(Referring expression pointing data)

══════

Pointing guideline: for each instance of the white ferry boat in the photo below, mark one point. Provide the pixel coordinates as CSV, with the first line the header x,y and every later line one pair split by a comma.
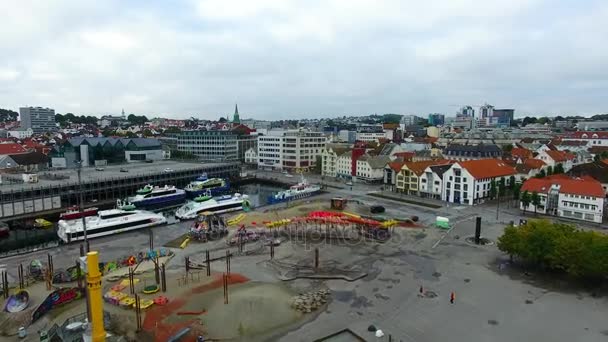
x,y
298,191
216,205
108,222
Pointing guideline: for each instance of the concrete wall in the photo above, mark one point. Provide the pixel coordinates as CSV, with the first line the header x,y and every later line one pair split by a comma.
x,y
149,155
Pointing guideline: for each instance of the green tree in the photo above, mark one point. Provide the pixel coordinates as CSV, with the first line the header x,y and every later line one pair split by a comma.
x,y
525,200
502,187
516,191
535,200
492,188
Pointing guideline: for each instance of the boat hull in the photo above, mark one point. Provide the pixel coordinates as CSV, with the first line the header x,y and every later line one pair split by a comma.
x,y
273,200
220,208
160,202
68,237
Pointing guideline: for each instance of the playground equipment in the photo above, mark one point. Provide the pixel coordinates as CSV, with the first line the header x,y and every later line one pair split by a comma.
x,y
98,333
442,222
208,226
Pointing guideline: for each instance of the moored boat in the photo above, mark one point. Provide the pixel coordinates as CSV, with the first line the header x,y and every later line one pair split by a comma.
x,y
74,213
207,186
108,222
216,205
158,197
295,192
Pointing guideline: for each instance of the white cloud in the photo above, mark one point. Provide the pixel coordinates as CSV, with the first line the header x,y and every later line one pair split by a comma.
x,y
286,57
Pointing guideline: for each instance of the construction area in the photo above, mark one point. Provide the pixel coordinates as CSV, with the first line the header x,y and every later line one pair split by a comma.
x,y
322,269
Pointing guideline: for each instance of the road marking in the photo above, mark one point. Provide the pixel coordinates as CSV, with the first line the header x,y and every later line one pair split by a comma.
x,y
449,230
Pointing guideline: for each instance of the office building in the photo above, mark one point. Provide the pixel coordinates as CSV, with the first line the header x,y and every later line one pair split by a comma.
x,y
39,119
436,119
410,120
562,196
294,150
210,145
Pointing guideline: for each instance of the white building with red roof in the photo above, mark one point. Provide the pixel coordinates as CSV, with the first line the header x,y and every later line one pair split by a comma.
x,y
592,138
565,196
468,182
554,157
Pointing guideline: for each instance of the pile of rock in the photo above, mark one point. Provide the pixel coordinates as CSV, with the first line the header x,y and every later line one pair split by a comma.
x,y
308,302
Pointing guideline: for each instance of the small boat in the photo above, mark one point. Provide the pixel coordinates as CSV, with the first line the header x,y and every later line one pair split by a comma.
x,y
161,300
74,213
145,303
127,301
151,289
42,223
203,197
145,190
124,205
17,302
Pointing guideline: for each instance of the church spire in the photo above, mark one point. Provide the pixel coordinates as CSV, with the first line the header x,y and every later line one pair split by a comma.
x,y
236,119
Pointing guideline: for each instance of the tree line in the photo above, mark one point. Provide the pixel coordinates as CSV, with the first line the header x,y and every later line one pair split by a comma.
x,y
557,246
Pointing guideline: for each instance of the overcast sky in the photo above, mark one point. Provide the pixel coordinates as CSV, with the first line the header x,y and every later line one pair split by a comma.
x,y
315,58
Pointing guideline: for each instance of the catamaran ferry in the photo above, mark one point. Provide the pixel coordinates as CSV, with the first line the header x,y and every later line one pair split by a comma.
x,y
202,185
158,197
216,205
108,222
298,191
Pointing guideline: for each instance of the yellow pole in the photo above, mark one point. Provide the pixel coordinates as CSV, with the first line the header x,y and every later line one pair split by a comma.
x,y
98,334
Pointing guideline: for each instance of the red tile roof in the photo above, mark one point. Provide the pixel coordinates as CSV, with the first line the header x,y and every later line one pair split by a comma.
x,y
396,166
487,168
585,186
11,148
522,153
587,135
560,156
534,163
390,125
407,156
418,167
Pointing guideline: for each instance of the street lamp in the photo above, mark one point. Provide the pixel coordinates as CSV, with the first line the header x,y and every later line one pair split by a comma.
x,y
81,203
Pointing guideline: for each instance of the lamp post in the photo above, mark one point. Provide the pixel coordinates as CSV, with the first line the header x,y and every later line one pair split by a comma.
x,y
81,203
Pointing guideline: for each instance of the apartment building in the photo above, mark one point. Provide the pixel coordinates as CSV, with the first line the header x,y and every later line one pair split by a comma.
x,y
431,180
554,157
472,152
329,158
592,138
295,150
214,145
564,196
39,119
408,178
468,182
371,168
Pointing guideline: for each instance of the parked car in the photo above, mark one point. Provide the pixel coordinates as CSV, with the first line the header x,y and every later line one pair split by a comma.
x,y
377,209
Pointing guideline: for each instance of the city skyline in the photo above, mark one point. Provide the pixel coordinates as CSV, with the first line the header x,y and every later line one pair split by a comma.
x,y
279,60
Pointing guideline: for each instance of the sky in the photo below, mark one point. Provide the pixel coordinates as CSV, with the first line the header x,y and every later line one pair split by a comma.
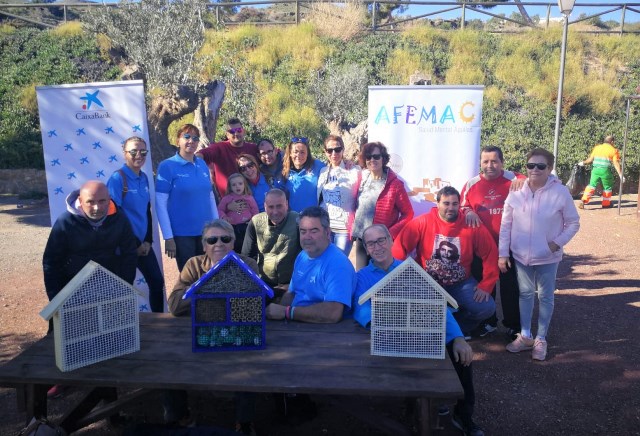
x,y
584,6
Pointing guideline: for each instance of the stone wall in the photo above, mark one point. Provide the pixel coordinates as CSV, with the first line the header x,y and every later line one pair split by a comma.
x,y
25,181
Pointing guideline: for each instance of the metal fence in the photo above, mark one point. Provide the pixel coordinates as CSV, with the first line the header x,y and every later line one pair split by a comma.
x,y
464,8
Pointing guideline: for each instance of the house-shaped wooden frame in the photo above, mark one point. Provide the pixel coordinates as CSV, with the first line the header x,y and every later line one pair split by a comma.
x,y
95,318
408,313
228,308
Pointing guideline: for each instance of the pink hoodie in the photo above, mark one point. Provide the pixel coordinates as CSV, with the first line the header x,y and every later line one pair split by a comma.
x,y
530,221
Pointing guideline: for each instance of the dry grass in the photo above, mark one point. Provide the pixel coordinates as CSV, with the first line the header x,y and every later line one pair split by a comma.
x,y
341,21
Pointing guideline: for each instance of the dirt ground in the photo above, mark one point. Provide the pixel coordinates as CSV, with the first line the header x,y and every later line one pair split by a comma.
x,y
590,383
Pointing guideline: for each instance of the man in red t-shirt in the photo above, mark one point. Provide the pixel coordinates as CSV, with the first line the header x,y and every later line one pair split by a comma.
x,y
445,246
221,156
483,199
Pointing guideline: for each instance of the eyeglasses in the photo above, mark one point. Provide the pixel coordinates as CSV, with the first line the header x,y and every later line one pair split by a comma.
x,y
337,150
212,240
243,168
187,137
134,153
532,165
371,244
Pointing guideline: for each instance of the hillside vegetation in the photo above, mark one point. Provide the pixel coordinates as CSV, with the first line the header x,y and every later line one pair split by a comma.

══════

▶ _ABOUT THIS EXERCISE_: Drop the pictures and copy the data exactly.

▶ _ANSWER TO THE PROBLEM_:
Pointing guideline: for each instance of the white ferry boat in the photo below, mark one point. Provide the pixel coordinates as CSV, with the first line the header x,y and every later line one pair split by a comma.
x,y
298,191
216,205
108,222
Pointing guideline: for each instance of the concrete wall in the photo above, mark one point. Provide the pixel coordinates as CSV, with the first line the header x,y and every later line one pair split by a comma.
x,y
149,155
Pointing guideline: for each instance of the green tree in the photo above, mark one point. Provide the pixel coordinates as CSV, with the first line the header x,y and every later line one pair split by a comma.
x,y
525,200
502,187
516,191
535,200
492,188
Pointing guideline: for each instance of the boat hull in the photo above, mark one point. Provide the pixel coordinates as CSV, with the first line the header x,y and every later line one pair split by a comma.
x,y
273,200
220,208
160,202
68,237
Pointing guideline: for each instance of the playground equipment in the photo above, mark one point. Provide the pixel coordinates as CSV, with the first line the header x,y and every later line one pair split by a comma.
x,y
98,333
442,222
208,226
Pointing guideline: for each instance of the moored boat in the photo above, mark one point. Provide the pixel coordinates as CSV, with the first line the header x,y and every later line one pair split by a comma.
x,y
74,213
207,186
108,222
216,205
158,197
295,192
Pointing guideline: for each instance of the white cloud in the photo above, mark one point. Provide the pixel coordinates as CSV, with the first line the header x,y and every later line one pair split by a comma.
x,y
286,57
Pointing guideline: for each instance of the construction area in the photo above, mark one point. Provide the pixel coordinates as CSV, with the first line the header x,y and every later line one pair split by a comma.
x,y
322,269
Pointing guideline: for each instance of the road marking in the photo above, mark one point. Provide the pixel coordinates as CSV, with the first line the header x,y and every later line one pair split by a comma.
x,y
449,230
Pointing guideline: for each instance of the office building in the photo above, mark one point. Provide the pixel coordinates as CSV, with the first line the header x,y and every later line one pair split by a comma.
x,y
39,119
436,119
410,120
562,196
294,150
210,145
Pointing guideline: for each instance of the white building with red roof in the photo above, mark one point. Provide the pixel coordinates as CSV, with the first line the header x,y and every later line one pair split by a comma.
x,y
592,138
565,196
468,182
554,157
Pointing guideline: for each instance of the pile of rock in the photo above, mark one point. Provide the pixel coordinates as CSV, with the first line the header x,y and every later line one pair split by a comma.
x,y
308,302
Pointing guideline: for each instance of the small boat in the photo above, mark one point. Provide the pixel coordinates as CSV, with the first line the header x,y and every later line one pair split by a comma.
x,y
161,300
74,213
145,303
127,301
151,289
42,223
203,197
145,190
124,205
17,302
Pointing guideline: for each instance of the church spire in the photo above, mark one point. Provide the pixel coordinates as CSV, with the first line the header x,y and every later line one pair split by a comma.
x,y
236,119
Pointing guideline: for each instance of the tree line in the photo above, mark one point. Provide the pixel coordinates as CSV, with the first line the header x,y and every later line one pair split by a comma.
x,y
557,246
Pointing guideline: for each instance of the overcast sky in the photo above, mark one point. Provide the pixel coordinates as CSV, with the first line the header x,y and every later line one pair split by a comma.
x,y
315,58
Pointing guideline: for each instance of the catamaran ferry in the photo above, mark one point. Provide the pixel coordinates as CSV, with the first line the header x,y and every later line one pair split by a comma.
x,y
202,185
158,197
216,205
108,222
298,191
Pointing guideline: for each instance of the yellow pole in the photo above, mark one point. Provide the pixel coordinates as CSV, with the first line the header x,y and every later line one pair split by a comma.
x,y
98,334
Pointing guideline: for each instance of the red tile roof in the photo above, mark one point. Provide the pixel coordinates as CSV, with the first line the header x,y and every later line one pair split by a comma.
x,y
396,166
487,168
585,186
11,148
522,153
587,135
560,156
534,163
390,125
407,156
418,167
Pointing guideline: for each instance of the street lamp in the photo above, mark one point. Provide the pixel coordinates as CSV, with the first line the header x,y and every later line one pair split by a comma.
x,y
81,203
Pointing guideline: for each instance of the lamp post in the photo above, mark one point. Provide the pixel coordinates as CSV, with the first line the header x,y and every later line one pair split by a comma.
x,y
81,203
Pointing guideline: for each instance of the apartment building in the photo above, mark one point. Provide the pixel coordinates as CSV, with the first line the header x,y and every later line one pair split by a comma.
x,y
431,180
554,157
472,152
329,158
592,138
295,150
214,145
564,196
39,119
408,178
468,182
371,168
Pointing guideline: for each instance of the parked car in the photo above, mark one point. Provide the pixel coordinates as CSV, with the first line the header x,y and every later line one pair split by a comma.
x,y
377,209
Pointing guideline: for each instance of the city skyline in the photo above, mark one point. Provide the pixel coordinates as CSV, with the first line the header x,y and every later line one pair split by a comma.
x,y
279,60
Pointing guideline: for each instance of the sky in the photo below, mark one point. Provide the pixel coordinates as CSV, with the first line the header x,y and every later line one pair split by a comma.
x,y
584,6
Pointing guideline: for each instance of the stone wall in the photo above, mark one point. Provide the pixel coordinates as CSV, with the first line the header x,y and every later line one pair split by a comma.
x,y
25,181
Pointing guideline: for each instance of the metal fence in the photo above, mark one point. Provide the pixel coordinates as CSV, with the first line the header x,y and every later line one pair split by a comma.
x,y
464,8
Pointing guideline: for each instance of the house-shaped wooden frame in the photo above, mark one point. Provide the pixel coordinates as CSV, with the first line the header x,y and every later line one pair split by a comma.
x,y
95,318
408,313
228,308
Pointing guideline: for each instance of the pink hoodie in the photo above, mark one point. Provide the pixel coordinates as CSV, with the first line the header x,y and every later line one pair split by a comma.
x,y
530,221
Pointing guideline: for each instance of the dry grass in the photo above, mark one point. Provide the pixel coordinates as CSV, with the first line the header x,y and every later line one pair split by a comma.
x,y
341,21
Pointing guideline: for each instance of the dirt ground in the photo above, mark one point. Provide the pixel coordinates as CSV, with the first line the header x,y and every later line one pair split by a comma.
x,y
590,383
Pointing guideline: for each instance of the man in red t-shirt in the photo above, mark one point. Provide the pixel coordinates as CSV, with the first line the header x,y and every later line one pair split by a comma.
x,y
445,246
221,156
483,199
Pointing guideline: for each instance of the eyeglasses in the photo above, mark one point. Provide the pixel coordinates as CSV, with the first line the header x,y and every later line one pair split by a comma.
x,y
337,150
212,240
243,168
187,137
134,153
532,165
371,244
Pointing guideline: for each instance of the hillside vegetation in the photo above, mark one point. Provide the pixel coordinates as CSV, with the first line the header x,y and every later line one pair split by a comma.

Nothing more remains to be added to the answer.